→ Goal of the exercise
Reproduce everything from the start of the records down to and including the line that contains "xmin=576 ymin=208 xmax=600 ymax=286", numbering each line in order and omitting any blank lines.

(Object detection data)
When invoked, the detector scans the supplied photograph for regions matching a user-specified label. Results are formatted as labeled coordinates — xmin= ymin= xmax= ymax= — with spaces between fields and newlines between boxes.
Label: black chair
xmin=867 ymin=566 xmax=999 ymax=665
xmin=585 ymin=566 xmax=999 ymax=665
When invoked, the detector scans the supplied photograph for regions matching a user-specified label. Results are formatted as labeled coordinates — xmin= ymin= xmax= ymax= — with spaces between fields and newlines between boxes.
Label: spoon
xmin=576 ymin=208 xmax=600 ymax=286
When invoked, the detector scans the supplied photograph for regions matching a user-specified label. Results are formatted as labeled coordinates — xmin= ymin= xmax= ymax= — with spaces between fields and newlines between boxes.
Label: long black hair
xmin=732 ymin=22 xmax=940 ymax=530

→ Expected output
1. When invoked, the detector scans the supplied photograph for regions matching a user-specified label. Results are formatted as labeled coordinates — xmin= ymin= xmax= ymax= — with spaces between fields and newlines between boxes.
2. Label: black chair
3. xmin=867 ymin=566 xmax=999 ymax=665
4. xmin=585 ymin=566 xmax=999 ymax=665
5. When invoked, the detector scans the supplied photograph for regions matching a user-specified label. Results are formatted as labeled coordinates — xmin= ymin= xmax= ymax= — with spaces between fields and newlines between boxes.
6. Label: spoon
7. xmin=576 ymin=208 xmax=600 ymax=286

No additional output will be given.